WHAT TO WORK ON ->
1. Reproduce verbatim the portion of the parking deck text from "It is a game" up to and including "will be assured.".
2. Using the parking deck text, state whether each of the following statements agrees with it, answering yes or no and quoting the words of the text that decide the matter: (a) The narrator parks on the seventh level of the deck. (b) The narrator pays a weekly fee for the parking deck. (c) The blockade arm at the deck entrance is made of metal.

TEXT EXCERPT ->
An oblong thick plastic credit card-sized key grants me entrance to a big-city parking deck behind the bookstore.

Without this key, my work day would be spent inserting handfuls of quarters into disorderly and often malfunctioning parking meters. All this activity to restrain the gleeful meter-monitor person who races to issue overtime penalties to anyone who stays too long downtown.

It is a game I no longer play. I would just as soon pay a monthly fee to the parking deck cartel so that the security of my automobile will be assured.

So, here I am, dodging impatient traffic in order to drive into the deck entrance. I wave the key at an unreachable sensor and something magically causes the creaky wooden blockade arm before me to elevate itself long enough to allow entrance.

I steer the car through six levels of obtusely-stationary vehicles in order to park in a diagonal space on the seventh level.

I gather my jacket and aluminum beverage cup, step onto unpainted concrete, and head for the dreaded elevators.

I stand between two double-doored elevators, punch the slightly askew DOWN button and await my fate.

It is a toss-up as to which elevator will arrive. I listen for metallic pulley sounds and grinding mechanisms as the strains of elevation sound out. I gaze through the adjacent windows at the city below me and scrutinize office and condo windows for signs of life.

Source data

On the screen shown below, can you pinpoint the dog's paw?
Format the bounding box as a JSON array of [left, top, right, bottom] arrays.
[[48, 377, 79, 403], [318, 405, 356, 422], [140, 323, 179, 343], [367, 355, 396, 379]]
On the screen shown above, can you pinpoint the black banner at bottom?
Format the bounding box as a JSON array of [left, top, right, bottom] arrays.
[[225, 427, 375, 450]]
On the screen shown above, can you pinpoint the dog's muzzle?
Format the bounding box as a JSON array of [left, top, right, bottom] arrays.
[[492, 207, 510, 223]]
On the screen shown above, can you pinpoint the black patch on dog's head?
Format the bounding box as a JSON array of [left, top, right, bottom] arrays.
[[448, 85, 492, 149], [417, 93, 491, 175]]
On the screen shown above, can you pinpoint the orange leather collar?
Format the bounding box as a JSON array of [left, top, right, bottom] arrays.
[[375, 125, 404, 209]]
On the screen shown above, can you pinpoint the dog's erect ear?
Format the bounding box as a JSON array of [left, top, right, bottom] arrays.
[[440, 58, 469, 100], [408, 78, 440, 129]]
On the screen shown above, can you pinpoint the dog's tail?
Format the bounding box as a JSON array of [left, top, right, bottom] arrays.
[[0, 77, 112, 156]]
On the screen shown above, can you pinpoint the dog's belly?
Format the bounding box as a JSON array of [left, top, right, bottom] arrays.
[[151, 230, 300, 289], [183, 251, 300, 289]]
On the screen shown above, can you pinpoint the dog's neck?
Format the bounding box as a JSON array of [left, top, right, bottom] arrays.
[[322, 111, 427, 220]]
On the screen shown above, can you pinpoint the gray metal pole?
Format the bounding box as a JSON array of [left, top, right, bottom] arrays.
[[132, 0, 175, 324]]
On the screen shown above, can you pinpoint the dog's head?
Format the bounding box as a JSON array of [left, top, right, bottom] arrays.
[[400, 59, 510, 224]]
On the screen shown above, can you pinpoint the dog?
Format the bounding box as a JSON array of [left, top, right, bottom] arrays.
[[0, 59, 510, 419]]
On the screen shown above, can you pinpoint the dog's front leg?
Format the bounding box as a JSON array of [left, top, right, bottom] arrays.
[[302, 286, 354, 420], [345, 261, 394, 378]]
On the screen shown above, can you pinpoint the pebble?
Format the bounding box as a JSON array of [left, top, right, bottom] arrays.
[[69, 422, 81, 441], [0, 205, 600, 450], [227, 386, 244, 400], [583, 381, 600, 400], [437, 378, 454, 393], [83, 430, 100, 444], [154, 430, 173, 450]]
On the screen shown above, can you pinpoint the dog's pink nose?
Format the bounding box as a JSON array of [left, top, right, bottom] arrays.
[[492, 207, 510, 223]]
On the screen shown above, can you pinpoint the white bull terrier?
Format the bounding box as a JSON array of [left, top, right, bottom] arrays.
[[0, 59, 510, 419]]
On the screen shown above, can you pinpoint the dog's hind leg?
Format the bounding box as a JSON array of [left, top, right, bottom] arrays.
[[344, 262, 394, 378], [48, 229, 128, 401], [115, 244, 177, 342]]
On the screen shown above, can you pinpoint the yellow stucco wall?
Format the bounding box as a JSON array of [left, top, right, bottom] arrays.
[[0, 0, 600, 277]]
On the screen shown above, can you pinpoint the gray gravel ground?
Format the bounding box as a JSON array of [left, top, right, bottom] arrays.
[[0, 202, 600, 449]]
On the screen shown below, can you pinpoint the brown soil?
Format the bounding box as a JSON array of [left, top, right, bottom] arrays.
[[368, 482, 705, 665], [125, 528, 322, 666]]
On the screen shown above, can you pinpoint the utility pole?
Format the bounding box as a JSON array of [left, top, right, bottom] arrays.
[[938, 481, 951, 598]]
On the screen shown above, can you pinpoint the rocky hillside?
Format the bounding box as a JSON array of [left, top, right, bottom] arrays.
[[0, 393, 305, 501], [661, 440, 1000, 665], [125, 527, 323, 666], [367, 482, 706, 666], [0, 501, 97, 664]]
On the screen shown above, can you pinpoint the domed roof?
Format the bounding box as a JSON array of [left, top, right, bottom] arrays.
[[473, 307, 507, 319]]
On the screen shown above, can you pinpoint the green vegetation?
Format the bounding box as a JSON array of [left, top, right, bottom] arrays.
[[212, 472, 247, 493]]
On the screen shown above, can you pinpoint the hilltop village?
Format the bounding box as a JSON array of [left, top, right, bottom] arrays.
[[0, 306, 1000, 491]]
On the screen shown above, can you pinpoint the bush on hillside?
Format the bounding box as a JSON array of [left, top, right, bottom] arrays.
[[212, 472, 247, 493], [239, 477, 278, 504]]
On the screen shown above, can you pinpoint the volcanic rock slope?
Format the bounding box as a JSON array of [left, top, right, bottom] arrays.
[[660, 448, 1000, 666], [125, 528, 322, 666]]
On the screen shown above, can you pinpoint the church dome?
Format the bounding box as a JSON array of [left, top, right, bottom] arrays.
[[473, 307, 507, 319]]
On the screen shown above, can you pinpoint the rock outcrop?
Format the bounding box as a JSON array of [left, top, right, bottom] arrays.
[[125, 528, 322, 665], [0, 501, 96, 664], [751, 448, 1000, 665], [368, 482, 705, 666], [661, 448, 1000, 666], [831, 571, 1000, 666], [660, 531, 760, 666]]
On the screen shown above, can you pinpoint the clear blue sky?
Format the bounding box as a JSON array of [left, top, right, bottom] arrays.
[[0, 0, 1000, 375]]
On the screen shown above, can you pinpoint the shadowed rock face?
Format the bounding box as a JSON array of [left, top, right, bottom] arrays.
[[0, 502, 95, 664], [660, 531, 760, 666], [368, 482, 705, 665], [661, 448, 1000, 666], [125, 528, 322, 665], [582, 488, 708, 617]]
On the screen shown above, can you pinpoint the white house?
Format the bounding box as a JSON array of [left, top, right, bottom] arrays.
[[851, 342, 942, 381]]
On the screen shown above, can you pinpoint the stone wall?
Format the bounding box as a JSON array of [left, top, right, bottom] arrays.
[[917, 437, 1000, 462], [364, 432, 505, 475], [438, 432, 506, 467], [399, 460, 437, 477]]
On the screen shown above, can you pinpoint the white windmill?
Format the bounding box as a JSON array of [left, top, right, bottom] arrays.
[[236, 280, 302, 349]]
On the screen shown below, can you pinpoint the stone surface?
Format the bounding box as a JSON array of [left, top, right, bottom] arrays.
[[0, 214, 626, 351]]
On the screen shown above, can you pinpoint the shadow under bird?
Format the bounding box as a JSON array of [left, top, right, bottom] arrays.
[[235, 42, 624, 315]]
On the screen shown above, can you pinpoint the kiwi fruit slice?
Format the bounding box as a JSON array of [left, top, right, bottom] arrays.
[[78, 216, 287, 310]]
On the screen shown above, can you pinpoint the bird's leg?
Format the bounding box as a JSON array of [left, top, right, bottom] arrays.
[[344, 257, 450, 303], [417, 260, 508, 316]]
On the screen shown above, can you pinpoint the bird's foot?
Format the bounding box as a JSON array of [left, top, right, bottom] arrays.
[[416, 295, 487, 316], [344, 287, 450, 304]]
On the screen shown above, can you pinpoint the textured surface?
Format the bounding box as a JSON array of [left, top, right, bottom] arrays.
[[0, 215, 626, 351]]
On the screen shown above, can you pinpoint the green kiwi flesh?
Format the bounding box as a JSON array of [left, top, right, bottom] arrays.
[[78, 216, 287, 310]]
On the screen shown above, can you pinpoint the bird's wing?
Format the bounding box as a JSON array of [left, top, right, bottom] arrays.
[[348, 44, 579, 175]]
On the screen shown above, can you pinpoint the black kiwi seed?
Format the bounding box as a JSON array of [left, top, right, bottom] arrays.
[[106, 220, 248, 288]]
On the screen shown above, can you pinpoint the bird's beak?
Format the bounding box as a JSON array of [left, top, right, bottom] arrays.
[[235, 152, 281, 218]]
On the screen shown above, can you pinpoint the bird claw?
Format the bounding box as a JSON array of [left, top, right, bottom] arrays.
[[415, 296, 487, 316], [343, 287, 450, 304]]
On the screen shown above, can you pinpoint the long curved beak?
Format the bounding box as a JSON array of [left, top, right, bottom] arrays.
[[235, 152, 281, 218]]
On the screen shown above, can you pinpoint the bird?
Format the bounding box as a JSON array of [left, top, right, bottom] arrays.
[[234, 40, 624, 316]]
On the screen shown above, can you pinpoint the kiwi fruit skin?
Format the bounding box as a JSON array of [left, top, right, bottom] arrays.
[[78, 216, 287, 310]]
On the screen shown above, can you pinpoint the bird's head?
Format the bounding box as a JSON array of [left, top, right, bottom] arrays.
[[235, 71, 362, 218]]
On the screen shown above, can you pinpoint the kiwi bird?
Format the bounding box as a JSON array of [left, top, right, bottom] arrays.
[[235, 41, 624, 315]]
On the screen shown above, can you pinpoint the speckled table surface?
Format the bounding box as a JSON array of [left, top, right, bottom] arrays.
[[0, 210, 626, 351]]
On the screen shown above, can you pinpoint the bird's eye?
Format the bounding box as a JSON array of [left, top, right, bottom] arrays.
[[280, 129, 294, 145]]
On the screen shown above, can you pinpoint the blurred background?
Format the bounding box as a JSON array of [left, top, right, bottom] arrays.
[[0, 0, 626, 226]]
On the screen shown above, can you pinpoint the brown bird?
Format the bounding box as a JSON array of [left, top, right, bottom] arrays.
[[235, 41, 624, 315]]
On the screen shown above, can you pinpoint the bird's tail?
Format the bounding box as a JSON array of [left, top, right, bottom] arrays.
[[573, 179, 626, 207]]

SOLUTIONS FOR EACH TASK ->
1.
It is a game I no longer play. I would just as soon pay a monthly fee to the parking deck cartel so that the security of my automobile will be assured.

2.
(a) Yes: "park in a diagonal space on the seventh level"
(b) No: "pay a monthly fee to the parking deck cartel"
(c) No: "the creaky wooden blockade arm"